:: DATA ENTRIES ::

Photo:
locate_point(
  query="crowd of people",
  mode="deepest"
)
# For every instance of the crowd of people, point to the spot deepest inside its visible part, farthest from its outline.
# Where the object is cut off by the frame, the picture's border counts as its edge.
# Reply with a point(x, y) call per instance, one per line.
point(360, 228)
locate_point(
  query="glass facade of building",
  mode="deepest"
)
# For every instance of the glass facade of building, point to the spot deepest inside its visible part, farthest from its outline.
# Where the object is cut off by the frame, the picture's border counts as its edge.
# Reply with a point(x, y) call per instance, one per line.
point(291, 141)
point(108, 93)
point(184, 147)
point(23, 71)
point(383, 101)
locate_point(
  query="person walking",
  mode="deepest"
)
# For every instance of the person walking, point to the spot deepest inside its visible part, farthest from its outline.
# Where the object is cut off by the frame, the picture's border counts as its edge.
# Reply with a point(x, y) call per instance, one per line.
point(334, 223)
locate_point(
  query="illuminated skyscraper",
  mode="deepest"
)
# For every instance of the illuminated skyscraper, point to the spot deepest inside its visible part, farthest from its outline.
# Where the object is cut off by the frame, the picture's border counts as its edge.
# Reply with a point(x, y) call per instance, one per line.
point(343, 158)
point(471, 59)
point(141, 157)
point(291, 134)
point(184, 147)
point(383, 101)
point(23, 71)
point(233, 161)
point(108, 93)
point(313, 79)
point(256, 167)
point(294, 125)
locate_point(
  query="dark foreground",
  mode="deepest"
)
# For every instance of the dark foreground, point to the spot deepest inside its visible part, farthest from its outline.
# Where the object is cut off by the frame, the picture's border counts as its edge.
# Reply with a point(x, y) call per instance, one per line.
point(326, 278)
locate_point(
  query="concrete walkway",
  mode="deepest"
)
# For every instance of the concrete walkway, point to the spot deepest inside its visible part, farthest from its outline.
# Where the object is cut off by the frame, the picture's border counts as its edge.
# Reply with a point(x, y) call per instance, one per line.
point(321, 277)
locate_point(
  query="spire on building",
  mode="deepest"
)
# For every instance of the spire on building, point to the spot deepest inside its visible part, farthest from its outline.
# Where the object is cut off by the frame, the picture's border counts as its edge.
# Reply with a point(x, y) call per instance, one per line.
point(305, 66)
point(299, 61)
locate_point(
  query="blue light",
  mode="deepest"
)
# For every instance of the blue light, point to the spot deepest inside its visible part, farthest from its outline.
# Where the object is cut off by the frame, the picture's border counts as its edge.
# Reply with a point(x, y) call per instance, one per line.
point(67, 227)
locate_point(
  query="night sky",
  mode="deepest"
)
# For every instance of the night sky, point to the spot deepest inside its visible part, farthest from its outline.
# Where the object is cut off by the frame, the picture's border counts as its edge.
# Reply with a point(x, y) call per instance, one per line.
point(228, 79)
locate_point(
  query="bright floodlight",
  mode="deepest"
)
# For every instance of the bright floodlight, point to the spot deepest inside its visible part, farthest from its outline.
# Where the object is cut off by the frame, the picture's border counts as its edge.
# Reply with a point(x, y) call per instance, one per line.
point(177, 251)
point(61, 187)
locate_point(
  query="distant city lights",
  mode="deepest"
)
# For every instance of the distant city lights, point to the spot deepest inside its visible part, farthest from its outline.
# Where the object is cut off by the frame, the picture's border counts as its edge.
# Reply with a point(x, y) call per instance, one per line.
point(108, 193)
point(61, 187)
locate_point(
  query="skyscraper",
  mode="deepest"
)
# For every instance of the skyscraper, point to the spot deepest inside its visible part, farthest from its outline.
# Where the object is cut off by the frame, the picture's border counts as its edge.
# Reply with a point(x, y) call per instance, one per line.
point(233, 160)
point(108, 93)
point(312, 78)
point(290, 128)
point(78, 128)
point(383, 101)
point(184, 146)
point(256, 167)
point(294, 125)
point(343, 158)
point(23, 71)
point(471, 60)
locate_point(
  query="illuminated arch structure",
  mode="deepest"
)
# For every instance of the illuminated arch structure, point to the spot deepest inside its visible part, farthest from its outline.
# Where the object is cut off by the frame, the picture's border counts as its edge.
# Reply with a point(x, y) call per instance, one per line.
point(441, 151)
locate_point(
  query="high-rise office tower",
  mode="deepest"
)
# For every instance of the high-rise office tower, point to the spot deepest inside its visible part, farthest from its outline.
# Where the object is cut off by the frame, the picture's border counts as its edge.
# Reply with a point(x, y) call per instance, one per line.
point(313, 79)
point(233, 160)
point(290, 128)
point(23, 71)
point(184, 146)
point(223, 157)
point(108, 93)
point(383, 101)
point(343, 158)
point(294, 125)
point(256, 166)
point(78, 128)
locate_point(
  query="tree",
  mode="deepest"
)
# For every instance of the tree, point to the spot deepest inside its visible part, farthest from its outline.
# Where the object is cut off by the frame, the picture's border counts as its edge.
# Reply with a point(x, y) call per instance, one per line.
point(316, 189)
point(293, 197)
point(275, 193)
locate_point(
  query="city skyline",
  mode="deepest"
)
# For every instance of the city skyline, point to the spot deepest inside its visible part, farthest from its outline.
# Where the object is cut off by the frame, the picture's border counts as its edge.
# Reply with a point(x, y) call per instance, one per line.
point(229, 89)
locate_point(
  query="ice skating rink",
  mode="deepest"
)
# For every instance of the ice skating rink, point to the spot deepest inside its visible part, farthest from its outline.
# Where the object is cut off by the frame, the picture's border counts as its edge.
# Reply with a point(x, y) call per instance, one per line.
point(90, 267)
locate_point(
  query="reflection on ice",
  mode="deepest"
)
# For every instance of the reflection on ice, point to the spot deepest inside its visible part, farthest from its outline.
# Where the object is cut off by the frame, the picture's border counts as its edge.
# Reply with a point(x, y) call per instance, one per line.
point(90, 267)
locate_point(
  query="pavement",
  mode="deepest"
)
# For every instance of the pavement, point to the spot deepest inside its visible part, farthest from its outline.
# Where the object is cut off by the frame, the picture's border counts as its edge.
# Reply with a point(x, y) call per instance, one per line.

:::

■ GIVEN PROBLEM ■
Report every line of the listing above that contains the word "concrete".

■ RESPONSE BELOW ■
  query="concrete walkway",
# For every instance of the concrete walkway, point to the spot deepest inside its visible part, farthest from its outline.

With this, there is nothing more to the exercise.